*YOUR GOAL*. Rewrite the listing below from the line with "Does the image above contain any distant boat?" to the line with "[205,68,218,81]", replacing "locate" with "find" and keeping everything else the same. Leave the pictures out of your answer.

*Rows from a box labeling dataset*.
───
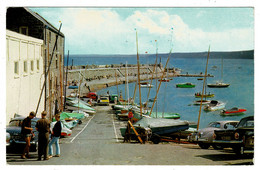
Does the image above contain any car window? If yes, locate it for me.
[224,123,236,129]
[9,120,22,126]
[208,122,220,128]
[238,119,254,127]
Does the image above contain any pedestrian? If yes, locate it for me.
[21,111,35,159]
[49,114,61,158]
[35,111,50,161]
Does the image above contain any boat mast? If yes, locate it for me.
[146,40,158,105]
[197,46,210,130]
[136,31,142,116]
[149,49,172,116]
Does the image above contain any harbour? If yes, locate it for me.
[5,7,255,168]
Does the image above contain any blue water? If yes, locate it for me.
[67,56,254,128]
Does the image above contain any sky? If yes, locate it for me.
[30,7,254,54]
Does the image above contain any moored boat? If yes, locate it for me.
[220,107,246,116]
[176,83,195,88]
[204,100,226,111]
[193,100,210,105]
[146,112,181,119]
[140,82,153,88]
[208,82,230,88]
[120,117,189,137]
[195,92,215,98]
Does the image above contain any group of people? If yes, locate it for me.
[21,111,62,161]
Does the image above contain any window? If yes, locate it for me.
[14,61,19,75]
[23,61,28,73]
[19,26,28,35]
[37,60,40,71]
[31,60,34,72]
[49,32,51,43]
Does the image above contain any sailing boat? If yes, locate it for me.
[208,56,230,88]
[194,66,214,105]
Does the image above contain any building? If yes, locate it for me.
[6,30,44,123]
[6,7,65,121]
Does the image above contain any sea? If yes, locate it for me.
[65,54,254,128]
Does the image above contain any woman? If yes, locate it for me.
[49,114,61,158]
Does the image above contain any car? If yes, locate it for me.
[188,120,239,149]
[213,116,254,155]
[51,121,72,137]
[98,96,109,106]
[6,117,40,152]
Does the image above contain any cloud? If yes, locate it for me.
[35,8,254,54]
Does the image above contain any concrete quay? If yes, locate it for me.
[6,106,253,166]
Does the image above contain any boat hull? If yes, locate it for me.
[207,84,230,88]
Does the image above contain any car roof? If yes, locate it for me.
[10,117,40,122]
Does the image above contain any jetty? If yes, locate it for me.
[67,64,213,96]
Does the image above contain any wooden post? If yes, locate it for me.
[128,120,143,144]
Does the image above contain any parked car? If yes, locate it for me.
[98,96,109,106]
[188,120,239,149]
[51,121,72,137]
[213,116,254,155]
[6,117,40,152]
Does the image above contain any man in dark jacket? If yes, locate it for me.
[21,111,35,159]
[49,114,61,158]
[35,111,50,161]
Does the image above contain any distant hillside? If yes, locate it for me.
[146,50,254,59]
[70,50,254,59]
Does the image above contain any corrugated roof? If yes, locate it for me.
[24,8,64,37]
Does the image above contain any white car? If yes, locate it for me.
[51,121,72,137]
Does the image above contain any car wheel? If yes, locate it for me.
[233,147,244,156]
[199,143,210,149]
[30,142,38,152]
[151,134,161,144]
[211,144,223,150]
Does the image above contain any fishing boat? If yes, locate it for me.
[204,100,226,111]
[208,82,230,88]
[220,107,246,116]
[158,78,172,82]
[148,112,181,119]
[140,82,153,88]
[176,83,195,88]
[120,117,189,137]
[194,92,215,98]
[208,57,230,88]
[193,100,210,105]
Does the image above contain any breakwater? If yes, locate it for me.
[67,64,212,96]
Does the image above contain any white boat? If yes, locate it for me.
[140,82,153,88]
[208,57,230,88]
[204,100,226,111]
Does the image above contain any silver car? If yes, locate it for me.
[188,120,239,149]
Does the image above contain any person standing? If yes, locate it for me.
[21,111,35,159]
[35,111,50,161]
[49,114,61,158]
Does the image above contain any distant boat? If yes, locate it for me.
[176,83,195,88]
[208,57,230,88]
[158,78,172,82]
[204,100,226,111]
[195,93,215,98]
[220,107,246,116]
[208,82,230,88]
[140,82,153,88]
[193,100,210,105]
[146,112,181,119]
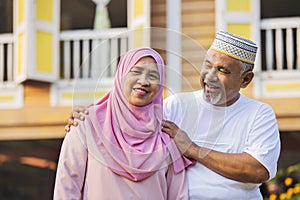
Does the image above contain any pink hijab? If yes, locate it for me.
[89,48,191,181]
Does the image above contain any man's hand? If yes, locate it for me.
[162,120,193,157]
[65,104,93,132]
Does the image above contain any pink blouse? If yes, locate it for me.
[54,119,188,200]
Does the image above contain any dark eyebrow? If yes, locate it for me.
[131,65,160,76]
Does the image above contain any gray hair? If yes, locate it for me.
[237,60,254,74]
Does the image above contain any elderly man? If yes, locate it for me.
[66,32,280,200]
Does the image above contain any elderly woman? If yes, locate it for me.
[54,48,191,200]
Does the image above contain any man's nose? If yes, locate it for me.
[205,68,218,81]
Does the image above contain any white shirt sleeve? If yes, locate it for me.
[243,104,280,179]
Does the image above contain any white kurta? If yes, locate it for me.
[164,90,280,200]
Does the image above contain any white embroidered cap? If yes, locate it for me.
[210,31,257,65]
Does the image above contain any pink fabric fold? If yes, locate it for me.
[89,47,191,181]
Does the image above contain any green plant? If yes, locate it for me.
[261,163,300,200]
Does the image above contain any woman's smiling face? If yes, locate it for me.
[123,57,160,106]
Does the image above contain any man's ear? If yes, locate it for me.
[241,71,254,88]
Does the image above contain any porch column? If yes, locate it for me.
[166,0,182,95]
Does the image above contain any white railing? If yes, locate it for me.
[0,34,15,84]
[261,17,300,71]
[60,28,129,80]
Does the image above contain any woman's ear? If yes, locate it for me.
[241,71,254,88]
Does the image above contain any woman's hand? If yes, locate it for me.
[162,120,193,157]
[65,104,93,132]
───
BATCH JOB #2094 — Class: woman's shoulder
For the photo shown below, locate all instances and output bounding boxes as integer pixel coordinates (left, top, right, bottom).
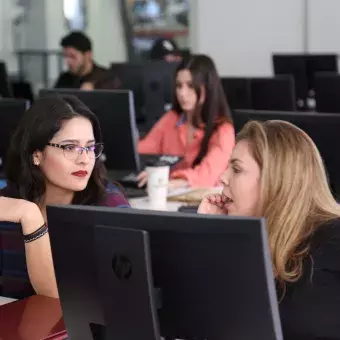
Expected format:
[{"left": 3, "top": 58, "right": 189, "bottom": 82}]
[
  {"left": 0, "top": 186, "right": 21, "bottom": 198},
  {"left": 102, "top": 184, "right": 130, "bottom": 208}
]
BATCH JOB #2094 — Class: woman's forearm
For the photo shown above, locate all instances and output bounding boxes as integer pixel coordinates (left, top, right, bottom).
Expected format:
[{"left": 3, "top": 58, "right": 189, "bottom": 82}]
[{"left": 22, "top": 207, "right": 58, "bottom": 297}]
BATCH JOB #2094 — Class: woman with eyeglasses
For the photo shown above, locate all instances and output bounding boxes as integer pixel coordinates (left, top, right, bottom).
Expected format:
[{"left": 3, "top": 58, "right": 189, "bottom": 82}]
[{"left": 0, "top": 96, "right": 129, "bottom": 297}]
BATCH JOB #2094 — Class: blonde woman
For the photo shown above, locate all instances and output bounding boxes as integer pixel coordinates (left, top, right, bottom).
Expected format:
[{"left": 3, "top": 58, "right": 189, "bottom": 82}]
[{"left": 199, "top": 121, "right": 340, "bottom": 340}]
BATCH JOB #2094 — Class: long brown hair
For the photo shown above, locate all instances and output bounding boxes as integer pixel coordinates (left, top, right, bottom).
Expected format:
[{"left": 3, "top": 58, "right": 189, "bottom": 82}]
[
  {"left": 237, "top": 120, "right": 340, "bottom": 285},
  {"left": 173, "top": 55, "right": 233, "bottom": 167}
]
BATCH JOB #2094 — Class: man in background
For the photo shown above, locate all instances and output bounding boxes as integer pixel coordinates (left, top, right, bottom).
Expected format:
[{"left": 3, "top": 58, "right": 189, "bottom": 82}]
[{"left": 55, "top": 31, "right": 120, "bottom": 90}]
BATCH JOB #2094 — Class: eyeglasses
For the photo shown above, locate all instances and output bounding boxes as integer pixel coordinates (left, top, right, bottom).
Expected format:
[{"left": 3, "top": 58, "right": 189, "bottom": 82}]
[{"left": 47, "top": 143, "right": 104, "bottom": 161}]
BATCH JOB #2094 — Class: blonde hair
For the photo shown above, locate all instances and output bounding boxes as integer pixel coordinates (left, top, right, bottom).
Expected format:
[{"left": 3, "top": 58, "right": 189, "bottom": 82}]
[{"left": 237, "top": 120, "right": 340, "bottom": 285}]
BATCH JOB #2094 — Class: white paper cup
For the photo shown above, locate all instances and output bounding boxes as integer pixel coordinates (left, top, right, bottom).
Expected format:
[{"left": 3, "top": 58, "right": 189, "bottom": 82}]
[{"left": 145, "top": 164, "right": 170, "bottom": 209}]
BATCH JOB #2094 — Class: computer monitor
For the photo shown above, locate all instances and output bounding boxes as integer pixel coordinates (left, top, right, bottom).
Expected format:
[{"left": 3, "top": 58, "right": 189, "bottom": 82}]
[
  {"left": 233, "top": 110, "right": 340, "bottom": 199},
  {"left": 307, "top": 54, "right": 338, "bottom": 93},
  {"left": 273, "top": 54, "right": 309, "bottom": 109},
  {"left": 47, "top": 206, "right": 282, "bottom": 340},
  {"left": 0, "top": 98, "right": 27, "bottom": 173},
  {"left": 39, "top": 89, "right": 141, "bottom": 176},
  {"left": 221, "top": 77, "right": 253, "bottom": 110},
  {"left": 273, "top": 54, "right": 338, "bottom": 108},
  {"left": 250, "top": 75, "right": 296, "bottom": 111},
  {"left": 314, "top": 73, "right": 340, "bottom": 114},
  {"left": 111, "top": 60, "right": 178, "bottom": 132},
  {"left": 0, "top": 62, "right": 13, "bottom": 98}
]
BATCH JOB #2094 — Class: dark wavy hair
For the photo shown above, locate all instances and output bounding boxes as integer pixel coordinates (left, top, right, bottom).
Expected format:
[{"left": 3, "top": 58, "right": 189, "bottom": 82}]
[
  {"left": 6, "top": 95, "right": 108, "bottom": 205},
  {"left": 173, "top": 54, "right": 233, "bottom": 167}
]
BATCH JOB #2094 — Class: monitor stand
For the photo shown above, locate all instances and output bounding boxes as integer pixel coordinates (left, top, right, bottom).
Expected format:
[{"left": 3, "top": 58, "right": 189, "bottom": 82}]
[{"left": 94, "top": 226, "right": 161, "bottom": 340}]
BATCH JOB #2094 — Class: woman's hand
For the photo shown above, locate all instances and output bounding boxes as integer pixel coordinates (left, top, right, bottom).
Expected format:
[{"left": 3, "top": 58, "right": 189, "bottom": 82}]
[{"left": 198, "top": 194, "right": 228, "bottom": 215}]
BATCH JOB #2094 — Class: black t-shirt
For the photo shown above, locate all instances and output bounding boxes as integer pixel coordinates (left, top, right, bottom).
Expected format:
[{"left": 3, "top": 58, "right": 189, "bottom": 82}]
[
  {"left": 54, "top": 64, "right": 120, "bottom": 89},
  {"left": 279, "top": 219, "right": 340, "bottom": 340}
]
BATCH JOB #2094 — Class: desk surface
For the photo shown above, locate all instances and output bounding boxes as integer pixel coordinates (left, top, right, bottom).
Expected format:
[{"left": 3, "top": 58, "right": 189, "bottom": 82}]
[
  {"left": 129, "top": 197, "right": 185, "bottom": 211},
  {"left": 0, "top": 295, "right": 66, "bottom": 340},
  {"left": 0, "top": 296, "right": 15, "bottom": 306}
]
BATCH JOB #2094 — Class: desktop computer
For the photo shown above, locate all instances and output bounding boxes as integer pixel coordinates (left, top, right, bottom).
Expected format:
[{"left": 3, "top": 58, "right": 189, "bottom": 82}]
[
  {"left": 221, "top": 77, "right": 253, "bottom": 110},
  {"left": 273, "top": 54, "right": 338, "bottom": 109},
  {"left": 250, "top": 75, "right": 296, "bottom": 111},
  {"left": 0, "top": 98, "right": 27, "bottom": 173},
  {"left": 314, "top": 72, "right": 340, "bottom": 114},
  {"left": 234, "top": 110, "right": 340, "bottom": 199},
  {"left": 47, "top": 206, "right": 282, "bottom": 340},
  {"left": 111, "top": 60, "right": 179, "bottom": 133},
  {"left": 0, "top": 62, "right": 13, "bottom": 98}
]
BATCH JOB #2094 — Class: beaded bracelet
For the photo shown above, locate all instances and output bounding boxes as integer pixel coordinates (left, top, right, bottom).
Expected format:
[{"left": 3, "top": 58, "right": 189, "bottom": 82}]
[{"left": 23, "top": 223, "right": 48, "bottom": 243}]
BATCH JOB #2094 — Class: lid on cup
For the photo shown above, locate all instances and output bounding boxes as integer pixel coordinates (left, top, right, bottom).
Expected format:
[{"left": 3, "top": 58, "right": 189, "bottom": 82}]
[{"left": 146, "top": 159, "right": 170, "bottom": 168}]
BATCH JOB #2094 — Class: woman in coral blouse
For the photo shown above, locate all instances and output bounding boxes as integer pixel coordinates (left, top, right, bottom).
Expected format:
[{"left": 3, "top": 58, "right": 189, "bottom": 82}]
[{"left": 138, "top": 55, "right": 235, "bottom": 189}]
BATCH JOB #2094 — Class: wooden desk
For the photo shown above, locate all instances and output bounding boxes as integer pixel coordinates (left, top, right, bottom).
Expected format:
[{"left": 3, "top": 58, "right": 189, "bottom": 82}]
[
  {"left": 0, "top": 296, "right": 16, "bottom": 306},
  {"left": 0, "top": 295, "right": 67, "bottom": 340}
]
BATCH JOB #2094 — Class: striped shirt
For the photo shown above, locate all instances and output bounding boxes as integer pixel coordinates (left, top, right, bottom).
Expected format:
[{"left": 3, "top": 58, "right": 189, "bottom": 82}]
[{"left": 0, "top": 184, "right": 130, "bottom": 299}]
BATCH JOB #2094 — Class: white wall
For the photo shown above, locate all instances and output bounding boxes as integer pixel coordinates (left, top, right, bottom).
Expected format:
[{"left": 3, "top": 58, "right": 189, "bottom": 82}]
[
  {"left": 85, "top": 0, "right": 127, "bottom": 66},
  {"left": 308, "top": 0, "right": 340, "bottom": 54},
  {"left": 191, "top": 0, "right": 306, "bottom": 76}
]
───
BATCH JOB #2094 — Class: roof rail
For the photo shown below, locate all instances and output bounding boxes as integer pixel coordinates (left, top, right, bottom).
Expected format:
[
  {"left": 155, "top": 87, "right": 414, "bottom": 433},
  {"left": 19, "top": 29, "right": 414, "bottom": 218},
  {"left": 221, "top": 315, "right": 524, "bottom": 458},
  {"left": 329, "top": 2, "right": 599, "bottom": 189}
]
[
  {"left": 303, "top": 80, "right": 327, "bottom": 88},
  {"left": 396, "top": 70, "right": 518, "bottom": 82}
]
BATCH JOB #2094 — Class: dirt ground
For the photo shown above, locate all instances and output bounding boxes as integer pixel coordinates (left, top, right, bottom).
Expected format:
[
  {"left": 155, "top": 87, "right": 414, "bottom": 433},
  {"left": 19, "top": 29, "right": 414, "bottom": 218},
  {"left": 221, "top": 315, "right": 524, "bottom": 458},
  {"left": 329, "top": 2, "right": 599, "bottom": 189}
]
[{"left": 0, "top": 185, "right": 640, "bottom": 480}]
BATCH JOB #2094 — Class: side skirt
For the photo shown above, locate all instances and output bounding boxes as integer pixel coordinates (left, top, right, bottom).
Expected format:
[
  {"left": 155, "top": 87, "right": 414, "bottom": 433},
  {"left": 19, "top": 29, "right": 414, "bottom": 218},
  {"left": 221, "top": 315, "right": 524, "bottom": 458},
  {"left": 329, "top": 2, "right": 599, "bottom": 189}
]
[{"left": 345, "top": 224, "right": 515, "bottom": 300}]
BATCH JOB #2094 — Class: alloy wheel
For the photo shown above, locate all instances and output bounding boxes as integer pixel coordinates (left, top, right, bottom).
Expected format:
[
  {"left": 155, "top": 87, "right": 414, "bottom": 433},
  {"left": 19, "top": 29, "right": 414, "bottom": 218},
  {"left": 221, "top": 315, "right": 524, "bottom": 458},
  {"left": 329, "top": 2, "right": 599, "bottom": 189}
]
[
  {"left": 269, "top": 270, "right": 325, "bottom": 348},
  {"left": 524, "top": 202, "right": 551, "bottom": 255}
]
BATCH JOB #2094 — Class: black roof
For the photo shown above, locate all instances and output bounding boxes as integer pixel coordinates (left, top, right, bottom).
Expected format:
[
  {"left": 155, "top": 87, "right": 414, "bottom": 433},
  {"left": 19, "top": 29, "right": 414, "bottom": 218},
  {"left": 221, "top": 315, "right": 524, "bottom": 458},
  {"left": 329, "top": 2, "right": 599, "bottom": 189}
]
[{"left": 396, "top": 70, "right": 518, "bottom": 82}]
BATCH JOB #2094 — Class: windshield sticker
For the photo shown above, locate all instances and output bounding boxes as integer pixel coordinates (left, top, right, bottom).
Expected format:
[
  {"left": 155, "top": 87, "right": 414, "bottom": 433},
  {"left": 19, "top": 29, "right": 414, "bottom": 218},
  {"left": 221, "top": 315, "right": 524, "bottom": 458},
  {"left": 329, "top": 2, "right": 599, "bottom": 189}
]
───
*RESPONSE*.
Does the image above contain any distant boat? If yes, find it for me.
[176,83,195,88]
[208,57,230,88]
[158,78,172,82]
[204,100,226,111]
[195,93,215,98]
[220,107,246,116]
[208,82,230,88]
[140,82,153,88]
[193,100,210,105]
[146,112,181,119]
Does the image above contain any pink hijab? If yes, find it for me.
[89,48,191,181]
Does the image above contain any man's hand? If yes, find it for me.
[162,120,193,157]
[65,104,93,132]
Does the image above contain any pink blouse? If yes, find it for me.
[54,119,188,200]
Does the image above contain any dark eyebrow? If yes, find it for me.
[131,65,160,76]
Does the image above contain any gray hair? If yes, find it for me.
[237,60,254,74]
Does the image above contain any elderly man? If yes, find it for me.
[66,32,280,200]
Does the image above contain any elderly woman? If yes, find it for me.
[54,48,191,200]
Does the image above contain any man's nose? If yes, find it for me.
[205,68,218,81]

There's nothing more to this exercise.